▶ DATA
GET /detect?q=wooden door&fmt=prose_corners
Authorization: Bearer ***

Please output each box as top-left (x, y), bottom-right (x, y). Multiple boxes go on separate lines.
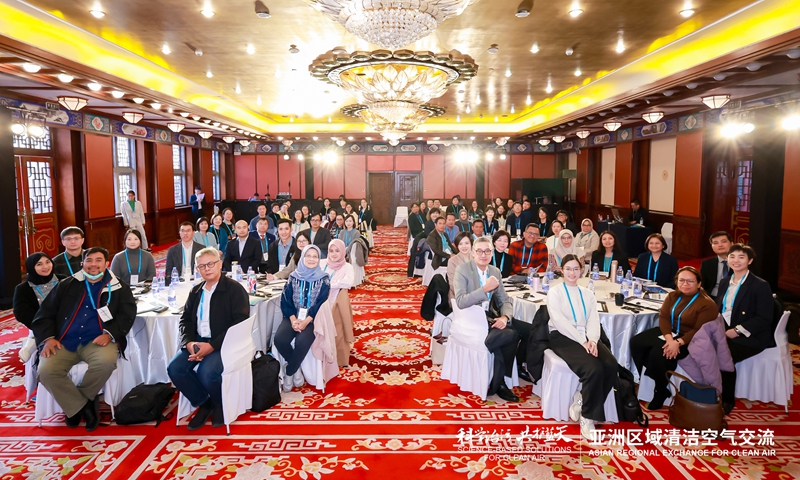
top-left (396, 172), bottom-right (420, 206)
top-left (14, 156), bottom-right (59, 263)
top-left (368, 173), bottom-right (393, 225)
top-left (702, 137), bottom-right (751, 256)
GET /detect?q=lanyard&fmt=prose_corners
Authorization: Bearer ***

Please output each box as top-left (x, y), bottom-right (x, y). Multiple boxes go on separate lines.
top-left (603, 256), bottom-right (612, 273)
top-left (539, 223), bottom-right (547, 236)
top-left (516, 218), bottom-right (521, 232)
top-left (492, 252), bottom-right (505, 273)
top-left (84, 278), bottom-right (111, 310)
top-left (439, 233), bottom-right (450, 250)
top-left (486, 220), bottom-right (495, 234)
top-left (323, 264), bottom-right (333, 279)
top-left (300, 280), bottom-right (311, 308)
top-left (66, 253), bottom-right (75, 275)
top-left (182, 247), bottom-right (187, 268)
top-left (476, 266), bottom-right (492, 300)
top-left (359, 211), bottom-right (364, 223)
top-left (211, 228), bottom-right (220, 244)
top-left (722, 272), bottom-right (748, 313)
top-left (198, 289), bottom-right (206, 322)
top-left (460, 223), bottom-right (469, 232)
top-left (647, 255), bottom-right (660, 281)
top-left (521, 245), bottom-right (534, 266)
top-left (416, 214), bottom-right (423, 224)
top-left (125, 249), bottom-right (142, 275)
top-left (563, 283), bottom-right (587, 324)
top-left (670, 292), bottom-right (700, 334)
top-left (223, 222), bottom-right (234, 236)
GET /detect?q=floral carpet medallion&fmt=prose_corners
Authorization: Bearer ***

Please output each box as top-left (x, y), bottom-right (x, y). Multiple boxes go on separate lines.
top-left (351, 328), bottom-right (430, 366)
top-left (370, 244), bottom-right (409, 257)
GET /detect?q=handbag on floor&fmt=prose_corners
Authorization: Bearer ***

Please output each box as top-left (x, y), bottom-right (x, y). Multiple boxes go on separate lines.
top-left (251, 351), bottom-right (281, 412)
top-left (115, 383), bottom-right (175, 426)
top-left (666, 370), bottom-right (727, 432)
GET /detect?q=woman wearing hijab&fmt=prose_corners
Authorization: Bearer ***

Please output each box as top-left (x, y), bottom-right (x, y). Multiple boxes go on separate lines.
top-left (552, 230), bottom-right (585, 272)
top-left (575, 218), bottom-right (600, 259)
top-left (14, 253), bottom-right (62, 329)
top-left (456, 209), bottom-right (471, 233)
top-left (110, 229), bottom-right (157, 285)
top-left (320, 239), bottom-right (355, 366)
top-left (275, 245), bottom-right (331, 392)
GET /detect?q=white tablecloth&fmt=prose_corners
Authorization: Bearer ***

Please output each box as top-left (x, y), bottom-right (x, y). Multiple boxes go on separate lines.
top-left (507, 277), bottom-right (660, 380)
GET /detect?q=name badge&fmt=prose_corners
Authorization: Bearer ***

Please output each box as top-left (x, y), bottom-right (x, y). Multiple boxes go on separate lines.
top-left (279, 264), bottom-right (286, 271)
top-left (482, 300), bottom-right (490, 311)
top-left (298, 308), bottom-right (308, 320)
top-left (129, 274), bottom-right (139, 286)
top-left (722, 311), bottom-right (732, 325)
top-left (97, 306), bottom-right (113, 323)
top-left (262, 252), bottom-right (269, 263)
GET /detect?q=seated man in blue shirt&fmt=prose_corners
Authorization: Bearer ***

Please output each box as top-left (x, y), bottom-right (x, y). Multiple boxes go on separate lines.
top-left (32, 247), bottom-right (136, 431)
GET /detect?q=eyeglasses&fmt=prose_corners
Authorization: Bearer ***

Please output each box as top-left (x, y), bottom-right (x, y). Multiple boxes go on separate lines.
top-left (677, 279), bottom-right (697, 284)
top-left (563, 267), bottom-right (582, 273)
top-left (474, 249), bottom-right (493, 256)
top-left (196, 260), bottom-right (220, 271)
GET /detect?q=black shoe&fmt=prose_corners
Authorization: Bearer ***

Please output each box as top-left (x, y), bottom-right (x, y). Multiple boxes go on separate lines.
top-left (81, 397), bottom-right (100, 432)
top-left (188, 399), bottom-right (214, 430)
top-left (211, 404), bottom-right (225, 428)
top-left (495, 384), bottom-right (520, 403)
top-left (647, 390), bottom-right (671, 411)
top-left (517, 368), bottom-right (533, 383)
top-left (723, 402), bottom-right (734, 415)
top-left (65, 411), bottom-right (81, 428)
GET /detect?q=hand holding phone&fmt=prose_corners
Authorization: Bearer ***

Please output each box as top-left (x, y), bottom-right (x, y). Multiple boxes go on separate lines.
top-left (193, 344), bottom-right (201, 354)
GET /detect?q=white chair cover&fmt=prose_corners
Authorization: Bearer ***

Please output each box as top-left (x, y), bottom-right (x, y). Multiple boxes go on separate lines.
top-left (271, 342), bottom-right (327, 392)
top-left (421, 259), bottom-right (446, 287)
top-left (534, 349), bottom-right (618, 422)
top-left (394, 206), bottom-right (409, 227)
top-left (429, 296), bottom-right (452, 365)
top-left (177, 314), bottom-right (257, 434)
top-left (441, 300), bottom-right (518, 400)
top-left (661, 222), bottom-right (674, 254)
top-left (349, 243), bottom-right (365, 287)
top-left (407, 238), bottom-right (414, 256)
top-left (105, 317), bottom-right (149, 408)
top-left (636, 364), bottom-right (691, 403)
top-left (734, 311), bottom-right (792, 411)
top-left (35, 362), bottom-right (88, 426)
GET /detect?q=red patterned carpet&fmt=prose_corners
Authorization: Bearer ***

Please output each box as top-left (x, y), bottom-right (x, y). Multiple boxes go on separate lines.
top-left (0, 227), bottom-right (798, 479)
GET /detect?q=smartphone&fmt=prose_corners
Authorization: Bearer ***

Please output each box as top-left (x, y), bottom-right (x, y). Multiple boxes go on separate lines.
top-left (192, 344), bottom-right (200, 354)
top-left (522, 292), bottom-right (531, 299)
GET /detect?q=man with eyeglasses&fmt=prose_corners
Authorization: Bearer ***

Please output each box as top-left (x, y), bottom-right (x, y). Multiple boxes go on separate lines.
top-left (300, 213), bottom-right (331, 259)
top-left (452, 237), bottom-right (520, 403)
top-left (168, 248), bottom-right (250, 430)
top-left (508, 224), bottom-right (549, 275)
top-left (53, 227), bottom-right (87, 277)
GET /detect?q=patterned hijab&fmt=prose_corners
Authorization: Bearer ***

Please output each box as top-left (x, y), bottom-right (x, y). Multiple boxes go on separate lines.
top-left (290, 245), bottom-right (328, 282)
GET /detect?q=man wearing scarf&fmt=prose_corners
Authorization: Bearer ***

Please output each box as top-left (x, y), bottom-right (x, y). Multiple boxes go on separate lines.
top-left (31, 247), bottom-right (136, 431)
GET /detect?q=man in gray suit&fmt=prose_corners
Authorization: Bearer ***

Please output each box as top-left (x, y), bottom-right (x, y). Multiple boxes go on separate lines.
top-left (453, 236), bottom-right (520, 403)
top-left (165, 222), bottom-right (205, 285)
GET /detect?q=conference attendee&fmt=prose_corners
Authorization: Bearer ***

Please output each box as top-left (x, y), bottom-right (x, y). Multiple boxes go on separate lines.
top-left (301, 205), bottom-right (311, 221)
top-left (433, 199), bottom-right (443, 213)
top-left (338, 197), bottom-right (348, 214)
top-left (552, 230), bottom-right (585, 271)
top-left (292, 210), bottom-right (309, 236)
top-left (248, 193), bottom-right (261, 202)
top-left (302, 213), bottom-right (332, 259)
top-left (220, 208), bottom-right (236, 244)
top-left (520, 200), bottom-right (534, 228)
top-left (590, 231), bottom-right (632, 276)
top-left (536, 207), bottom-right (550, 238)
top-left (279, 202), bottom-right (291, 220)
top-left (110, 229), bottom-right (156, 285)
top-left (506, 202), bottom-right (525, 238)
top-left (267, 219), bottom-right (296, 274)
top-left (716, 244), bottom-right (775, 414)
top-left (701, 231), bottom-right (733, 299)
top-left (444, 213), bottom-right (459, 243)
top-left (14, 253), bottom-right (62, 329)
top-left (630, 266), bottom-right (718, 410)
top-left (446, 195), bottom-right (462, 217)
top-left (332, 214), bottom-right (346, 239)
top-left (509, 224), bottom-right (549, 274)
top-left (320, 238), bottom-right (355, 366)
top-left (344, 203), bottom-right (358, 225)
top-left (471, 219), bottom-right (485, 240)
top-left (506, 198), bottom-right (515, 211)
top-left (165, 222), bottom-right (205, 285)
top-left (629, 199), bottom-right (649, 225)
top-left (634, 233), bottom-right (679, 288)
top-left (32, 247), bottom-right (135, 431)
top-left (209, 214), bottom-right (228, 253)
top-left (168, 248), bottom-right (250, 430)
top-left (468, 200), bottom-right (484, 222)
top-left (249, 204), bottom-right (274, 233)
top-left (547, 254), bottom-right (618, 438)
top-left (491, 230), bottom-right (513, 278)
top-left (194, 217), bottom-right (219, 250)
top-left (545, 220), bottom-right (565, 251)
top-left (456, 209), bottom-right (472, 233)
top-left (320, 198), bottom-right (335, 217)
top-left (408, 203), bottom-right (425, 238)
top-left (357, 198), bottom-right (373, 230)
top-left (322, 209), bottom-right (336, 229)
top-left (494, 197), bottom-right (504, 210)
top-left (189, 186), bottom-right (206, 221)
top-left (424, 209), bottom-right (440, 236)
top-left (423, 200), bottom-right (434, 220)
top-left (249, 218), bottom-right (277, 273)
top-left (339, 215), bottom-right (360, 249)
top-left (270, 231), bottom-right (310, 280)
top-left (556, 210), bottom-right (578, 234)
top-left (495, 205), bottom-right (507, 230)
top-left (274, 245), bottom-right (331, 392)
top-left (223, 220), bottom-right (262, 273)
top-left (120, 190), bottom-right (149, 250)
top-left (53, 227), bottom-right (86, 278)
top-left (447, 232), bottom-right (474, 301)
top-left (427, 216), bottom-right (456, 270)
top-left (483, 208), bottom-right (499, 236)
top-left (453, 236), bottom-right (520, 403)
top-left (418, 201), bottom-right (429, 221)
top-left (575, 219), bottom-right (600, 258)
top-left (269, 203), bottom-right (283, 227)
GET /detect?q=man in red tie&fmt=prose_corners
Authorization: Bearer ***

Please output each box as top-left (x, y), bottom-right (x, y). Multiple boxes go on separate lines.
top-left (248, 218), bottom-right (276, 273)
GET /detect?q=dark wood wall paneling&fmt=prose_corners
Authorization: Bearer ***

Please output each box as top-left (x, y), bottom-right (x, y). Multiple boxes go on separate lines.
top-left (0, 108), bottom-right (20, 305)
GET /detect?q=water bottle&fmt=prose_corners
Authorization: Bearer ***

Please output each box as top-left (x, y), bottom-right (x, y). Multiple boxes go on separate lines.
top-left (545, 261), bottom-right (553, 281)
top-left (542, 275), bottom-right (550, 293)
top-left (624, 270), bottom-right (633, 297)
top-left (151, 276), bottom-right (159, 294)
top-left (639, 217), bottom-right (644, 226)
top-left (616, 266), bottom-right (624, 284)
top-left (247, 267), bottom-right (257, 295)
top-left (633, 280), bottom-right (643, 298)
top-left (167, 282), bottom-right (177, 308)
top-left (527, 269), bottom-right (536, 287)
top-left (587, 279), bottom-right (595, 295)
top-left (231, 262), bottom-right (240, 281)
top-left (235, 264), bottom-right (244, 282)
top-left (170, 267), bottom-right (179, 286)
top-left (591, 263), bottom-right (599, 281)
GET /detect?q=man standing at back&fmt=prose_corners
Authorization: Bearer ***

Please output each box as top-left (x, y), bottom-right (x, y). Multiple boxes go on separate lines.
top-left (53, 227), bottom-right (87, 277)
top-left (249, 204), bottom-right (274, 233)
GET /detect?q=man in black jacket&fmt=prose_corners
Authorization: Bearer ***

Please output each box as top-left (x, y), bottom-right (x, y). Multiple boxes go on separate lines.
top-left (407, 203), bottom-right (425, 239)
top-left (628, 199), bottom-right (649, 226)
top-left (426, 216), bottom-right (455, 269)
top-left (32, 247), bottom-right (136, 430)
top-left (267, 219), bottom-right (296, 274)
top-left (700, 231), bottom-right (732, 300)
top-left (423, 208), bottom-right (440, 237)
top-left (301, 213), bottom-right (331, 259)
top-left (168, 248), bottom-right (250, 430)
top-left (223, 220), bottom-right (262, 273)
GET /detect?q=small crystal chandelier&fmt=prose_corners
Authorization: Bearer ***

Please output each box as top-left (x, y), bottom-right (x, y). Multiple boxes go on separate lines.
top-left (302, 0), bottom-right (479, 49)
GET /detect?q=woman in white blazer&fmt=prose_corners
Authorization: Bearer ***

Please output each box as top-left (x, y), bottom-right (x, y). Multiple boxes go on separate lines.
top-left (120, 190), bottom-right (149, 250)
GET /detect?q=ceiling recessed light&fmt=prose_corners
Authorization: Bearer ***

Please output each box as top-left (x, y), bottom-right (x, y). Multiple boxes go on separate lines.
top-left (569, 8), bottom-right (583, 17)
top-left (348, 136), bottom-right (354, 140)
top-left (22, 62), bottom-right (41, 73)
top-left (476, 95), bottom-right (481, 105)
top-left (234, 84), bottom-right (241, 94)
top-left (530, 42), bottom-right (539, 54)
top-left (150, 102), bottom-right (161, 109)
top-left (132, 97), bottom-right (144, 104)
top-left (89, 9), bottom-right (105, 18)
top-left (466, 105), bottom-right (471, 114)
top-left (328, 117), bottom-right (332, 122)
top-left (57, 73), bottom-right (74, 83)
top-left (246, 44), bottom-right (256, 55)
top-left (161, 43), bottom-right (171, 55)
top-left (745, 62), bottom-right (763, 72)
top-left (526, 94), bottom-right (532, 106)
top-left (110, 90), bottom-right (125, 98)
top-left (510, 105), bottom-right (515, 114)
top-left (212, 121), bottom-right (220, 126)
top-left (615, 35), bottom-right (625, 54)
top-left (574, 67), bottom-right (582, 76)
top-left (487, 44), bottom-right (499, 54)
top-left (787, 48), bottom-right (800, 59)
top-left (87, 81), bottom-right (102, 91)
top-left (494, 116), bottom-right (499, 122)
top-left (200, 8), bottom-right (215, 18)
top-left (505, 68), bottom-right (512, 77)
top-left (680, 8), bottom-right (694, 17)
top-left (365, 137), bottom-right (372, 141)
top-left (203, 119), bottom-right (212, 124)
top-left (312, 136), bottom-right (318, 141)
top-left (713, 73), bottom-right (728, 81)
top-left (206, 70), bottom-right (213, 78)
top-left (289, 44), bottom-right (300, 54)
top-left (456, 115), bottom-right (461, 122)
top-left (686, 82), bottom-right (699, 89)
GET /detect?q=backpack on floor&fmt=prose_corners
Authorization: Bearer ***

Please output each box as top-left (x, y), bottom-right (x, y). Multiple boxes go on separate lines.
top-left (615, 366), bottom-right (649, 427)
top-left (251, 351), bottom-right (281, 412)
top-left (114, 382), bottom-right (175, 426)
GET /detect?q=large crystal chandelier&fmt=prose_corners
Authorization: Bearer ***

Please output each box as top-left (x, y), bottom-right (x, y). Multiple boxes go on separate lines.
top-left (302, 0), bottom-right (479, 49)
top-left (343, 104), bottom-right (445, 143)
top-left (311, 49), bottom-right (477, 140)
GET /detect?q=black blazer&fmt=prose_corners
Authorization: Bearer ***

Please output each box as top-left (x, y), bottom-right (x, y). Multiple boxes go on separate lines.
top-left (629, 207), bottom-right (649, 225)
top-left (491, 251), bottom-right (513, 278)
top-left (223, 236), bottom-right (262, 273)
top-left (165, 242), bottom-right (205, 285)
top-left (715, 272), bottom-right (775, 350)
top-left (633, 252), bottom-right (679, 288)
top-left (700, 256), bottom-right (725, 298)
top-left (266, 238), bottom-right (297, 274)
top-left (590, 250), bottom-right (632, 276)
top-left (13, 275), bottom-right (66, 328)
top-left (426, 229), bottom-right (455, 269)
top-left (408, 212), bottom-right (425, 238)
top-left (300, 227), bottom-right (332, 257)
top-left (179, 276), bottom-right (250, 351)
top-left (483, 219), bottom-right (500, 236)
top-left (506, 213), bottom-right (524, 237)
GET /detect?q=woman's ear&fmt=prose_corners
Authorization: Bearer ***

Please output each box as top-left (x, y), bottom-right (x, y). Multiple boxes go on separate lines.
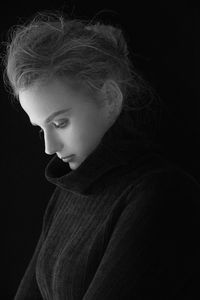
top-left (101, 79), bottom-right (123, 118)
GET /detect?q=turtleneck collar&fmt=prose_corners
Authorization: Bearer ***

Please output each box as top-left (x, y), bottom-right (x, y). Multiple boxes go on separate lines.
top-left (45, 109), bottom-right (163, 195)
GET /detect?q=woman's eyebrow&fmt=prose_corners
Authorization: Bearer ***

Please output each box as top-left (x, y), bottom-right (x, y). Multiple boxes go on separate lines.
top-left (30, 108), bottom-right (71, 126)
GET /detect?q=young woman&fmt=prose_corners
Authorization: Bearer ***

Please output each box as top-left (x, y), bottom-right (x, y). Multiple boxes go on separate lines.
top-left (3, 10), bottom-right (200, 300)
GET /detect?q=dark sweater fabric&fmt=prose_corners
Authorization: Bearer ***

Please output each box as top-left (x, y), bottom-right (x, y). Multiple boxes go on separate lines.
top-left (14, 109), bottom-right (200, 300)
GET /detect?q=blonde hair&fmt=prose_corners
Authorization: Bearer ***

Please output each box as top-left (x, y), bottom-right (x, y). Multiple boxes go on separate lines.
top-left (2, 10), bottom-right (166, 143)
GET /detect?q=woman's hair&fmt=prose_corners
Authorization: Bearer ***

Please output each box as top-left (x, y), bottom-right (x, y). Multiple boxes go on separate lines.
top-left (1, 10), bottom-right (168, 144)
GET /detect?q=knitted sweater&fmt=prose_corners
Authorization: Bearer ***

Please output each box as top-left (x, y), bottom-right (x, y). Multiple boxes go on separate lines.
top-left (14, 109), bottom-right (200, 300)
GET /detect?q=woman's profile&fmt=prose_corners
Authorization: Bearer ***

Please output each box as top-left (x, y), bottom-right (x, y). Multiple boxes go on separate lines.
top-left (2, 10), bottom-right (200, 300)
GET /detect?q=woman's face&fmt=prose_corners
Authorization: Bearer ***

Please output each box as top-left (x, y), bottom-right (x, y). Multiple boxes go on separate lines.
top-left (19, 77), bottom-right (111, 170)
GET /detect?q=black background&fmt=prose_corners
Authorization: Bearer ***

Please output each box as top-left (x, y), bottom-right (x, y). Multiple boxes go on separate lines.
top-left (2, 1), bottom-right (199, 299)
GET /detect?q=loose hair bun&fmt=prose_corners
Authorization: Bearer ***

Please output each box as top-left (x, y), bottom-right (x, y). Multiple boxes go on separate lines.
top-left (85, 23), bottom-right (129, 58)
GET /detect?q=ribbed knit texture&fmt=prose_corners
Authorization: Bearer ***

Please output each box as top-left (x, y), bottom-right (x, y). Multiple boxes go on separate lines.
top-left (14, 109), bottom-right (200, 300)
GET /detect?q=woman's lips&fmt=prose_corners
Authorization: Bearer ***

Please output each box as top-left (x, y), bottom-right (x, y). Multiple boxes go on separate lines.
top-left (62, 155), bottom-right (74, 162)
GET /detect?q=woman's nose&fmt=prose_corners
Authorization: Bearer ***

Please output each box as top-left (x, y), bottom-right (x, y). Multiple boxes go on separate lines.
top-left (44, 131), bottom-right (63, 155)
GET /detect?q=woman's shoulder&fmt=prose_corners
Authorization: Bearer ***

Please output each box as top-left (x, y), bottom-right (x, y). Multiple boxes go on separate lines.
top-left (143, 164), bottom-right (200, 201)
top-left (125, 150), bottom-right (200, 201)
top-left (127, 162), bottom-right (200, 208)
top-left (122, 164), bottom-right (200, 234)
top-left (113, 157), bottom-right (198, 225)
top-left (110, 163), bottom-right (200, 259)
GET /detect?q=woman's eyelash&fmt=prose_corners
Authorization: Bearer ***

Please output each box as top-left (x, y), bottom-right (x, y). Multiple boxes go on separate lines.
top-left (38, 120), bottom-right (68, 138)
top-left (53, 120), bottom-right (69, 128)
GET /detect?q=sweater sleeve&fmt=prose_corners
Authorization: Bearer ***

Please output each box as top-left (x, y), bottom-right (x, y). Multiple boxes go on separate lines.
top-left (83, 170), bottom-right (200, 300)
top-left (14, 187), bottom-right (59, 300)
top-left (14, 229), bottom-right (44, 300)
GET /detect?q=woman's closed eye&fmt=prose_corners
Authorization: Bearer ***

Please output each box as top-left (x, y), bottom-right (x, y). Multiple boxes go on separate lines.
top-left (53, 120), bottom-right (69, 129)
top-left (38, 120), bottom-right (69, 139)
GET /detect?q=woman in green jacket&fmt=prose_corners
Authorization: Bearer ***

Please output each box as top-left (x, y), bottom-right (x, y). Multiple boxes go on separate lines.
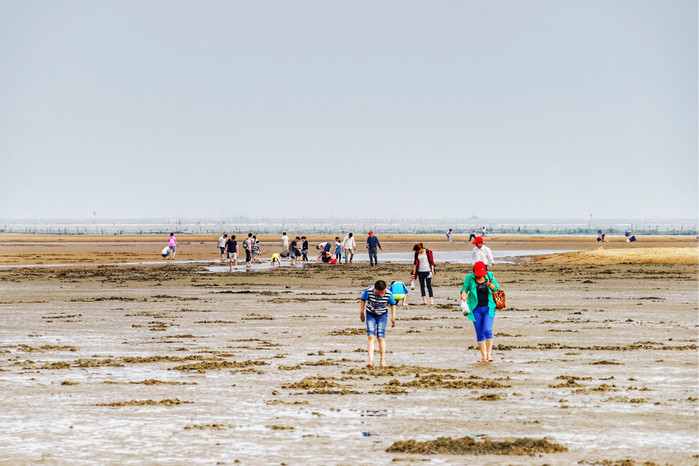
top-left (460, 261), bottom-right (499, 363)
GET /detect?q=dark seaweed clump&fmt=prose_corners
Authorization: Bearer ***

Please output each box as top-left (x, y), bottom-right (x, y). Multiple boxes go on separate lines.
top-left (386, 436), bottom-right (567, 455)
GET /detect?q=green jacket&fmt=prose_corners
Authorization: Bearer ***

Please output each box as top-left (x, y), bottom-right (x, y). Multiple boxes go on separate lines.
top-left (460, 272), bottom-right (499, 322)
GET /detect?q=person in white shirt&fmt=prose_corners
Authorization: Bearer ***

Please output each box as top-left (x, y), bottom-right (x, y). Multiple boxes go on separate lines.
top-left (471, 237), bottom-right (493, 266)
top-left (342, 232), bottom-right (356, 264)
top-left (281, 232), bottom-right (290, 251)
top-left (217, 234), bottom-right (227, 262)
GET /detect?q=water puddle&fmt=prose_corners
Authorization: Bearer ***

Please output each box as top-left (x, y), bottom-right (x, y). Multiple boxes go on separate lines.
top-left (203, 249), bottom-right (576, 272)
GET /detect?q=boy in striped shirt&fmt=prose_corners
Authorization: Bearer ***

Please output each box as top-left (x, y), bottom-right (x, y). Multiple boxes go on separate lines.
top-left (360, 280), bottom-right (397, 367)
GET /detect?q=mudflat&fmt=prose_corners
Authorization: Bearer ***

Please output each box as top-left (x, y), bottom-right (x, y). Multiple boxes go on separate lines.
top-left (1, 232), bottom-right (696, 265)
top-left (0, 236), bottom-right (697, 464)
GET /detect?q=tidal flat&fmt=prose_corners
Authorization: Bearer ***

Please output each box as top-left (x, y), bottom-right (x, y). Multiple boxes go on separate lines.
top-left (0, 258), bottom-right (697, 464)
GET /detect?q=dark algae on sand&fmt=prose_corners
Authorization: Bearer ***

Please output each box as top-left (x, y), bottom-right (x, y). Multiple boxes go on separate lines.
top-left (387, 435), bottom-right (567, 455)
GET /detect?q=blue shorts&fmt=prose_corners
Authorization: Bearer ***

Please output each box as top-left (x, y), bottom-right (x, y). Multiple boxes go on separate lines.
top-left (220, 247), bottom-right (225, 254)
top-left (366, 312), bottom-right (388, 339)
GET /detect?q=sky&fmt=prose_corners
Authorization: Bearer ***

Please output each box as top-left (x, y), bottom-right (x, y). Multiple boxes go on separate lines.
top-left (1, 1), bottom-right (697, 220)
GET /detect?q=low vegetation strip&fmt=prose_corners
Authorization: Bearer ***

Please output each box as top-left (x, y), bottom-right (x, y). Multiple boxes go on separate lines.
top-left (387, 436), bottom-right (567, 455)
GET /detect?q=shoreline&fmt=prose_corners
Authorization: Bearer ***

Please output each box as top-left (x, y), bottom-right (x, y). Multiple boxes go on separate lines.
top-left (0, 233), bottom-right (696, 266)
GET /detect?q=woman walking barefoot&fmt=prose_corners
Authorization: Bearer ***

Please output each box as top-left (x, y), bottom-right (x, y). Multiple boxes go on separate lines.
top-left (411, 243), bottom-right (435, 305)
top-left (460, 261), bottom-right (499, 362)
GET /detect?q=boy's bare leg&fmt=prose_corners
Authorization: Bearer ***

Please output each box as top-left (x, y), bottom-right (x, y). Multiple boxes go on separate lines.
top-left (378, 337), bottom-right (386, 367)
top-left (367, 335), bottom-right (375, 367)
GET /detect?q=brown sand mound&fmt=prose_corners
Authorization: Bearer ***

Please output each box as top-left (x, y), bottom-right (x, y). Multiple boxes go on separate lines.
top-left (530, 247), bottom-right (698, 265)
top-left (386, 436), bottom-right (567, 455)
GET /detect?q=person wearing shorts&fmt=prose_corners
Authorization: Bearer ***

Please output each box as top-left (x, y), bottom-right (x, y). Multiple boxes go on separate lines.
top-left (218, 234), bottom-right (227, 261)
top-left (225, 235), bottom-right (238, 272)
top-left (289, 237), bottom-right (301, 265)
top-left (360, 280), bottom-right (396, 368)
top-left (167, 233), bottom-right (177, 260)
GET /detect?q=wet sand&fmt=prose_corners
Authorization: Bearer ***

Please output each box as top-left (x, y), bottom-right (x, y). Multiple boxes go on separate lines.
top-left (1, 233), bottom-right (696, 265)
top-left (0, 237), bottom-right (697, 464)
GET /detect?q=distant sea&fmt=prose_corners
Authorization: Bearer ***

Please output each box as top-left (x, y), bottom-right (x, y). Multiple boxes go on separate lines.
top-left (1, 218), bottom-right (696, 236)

▶ ABOUT THIS EXERCISE
How many of the lines above include the word "black"? Respond with the number alone.

▶ WRITTEN SOLUTION
4